• Written exercise: Copy every line of the material below word for word, changing nothing.

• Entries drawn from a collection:
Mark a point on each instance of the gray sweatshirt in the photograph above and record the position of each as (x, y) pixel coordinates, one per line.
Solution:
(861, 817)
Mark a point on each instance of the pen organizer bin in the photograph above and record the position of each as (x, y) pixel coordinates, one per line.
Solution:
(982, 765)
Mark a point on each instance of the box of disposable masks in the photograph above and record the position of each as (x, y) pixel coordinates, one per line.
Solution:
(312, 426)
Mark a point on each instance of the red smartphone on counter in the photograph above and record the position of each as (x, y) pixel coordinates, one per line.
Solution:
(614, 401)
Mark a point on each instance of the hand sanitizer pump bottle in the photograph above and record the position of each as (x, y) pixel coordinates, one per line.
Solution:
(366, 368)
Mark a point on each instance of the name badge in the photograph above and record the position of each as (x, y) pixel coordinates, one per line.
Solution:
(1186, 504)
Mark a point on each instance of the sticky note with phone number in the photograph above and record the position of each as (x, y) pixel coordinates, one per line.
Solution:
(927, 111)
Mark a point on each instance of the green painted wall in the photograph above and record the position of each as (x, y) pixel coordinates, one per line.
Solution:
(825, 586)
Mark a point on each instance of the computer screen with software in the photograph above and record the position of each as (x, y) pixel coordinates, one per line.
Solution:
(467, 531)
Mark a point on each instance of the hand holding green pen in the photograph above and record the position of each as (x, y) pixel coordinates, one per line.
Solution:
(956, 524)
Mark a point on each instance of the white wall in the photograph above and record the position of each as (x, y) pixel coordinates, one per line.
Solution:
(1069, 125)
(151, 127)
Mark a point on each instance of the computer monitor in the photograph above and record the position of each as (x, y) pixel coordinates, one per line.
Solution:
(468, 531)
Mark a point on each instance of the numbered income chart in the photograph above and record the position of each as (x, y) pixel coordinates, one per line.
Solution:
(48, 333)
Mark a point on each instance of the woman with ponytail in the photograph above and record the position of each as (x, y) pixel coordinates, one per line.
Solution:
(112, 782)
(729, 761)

• Output for this task:
Mark a point on each instance of the gray sweatshirt in the photograph above and record the position of each as (x, y) pixel coordinates, one per line.
Solution:
(861, 817)
Mark a point on each instance of the pen organizer bin in the photograph above and record the position of each as (x, y) pixel coordinates, one per line.
Solution:
(982, 765)
Mark a point on each instance of the box of disposable masks in the photograph above and record the position of each as (x, y) pixel coordinates, one per line.
Solution:
(312, 426)
Mark a point on each instance of the red smartphone on counter in the photograph above and record the position of each as (x, y) pixel coordinates, one per line.
Solution:
(614, 401)
Mark a point on each instance of the hand sanitizer pump bottle in the photograph above and record the position of each as (x, y) pixel coordinates, one per line.
Solution:
(366, 368)
Mark a point on each instance of the name badge in the photograph above and record the position of each as (x, y) pixel coordinates, one per line.
Solution:
(1186, 504)
Mark a point on each instance of the sticky note with phone number in the photograph above and record the position of each as (x, y) pixel coordinates, one per line.
Solution:
(927, 111)
Mark a point on each instance of the green painted wall in the photograph above and record the position of each as (x, y) pixel coordinates, one per line.
Solution:
(825, 586)
Mark a point on each instance of the computer screen with software in the photograph above and record the position of each as (x, y) pixel coordinates, one per line.
Solution:
(467, 531)
Mark a point on each instance of the hand holding green pen in the photograph above and record the position of each as (x, y) pixel coordinates, one per line.
Solution:
(956, 524)
Mark a point on each instance of the white wall in the photograph above and record the position of each as (x, y) pixel coordinates, one per line.
Solution:
(1069, 125)
(151, 127)
Mark a point on each instance of the computer monitor in the photograph above and record the position of each as (x, y) pixel coordinates, one per line.
Solution:
(468, 531)
Mark a point on each instance of the numbered income chart in the photograph above and record the position of each as (x, y) pixel coordinates, one per line.
Solution:
(48, 333)
Mark a point on each instance of the woman with ponytail in the photograph above and record the position of each as (x, y) pixel coordinates, one per line.
Solution:
(112, 782)
(729, 761)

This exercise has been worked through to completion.